* Exercise description *
Output the data as it stands. Each line must match exactly.
Start of Material shown
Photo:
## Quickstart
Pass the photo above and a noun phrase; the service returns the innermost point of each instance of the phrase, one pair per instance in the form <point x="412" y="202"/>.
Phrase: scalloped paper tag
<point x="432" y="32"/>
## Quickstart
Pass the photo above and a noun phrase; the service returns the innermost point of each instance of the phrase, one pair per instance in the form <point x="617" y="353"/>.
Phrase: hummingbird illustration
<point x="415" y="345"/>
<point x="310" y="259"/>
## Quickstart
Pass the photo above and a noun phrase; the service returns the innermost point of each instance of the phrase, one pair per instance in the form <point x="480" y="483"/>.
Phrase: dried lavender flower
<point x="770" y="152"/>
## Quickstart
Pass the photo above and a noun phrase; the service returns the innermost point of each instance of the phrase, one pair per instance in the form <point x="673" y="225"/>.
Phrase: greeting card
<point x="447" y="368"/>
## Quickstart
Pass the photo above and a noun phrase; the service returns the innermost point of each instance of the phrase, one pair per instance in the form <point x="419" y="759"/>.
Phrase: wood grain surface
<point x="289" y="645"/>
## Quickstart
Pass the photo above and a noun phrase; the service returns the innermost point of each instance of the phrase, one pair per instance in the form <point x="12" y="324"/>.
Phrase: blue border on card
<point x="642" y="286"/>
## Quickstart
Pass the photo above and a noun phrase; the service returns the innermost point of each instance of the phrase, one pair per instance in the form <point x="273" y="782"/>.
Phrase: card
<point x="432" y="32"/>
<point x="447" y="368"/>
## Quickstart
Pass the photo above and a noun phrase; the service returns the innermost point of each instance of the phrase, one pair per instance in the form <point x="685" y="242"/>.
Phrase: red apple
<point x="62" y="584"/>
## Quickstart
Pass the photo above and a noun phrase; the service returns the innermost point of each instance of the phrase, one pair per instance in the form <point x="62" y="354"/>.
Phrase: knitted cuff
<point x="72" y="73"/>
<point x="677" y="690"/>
End of Material shown
* Worked solution *
Photo:
## Quickstart
Pass the photo above and a noun phrase; the service returns the innermost point of each instance of the phrase, one pair per instance in the form <point x="412" y="202"/>.
Phrase: scalloped paper tag
<point x="432" y="32"/>
## Quickstart
Pass the photo above and a noun phrase; the service returns the innermost point of each instance of the phrase, one pair per instance in the form <point x="617" y="353"/>.
Phrase: hummingbird illustration
<point x="415" y="345"/>
<point x="310" y="259"/>
## Quickstart
Pass the photo above and a noun phrase; the service returns the innermost point of each instance of the phrase, one pair per instance in the form <point x="480" y="483"/>.
Phrase: dried lavender flower
<point x="770" y="152"/>
## Quickstart
Pass the photo above and a noun phrase; the service returns the innermost point of each instance of the phrase, one pair per instance in the form <point x="673" y="225"/>.
Phrase: greeting card
<point x="447" y="368"/>
## Quickstart
Pass the photo above and a noun phrase; the service returns the innermost point of each instance of the phrase, one pair per instance in the form <point x="419" y="759"/>.
Phrase: wood grain surface
<point x="289" y="645"/>
## Quickstart
Pass the photo above and a noun phrase; the service returns the innermost point of each instance of the phrase, one pair per instance in the form <point x="12" y="324"/>.
Phrase: blue border on card
<point x="642" y="286"/>
## Quickstart
Pass the photo above and a noun phrase; the service returns the innermost point of each instance of the phrase, one pair per instance in the form <point x="273" y="782"/>.
Phrase: card
<point x="432" y="32"/>
<point x="447" y="368"/>
## Quickstart
Pass the photo above and a noun phrase; the service returns the innermost point of each instance of the phrase, one pair per instance in the form <point x="685" y="242"/>.
Phrase: red apple
<point x="62" y="584"/>
## Quickstart
Pass the photo above and a noun phrase; the service returns the innermost point of each instance of the phrase, one pair per instance in the form <point x="62" y="354"/>.
Phrase: knitted cuff
<point x="72" y="73"/>
<point x="677" y="690"/>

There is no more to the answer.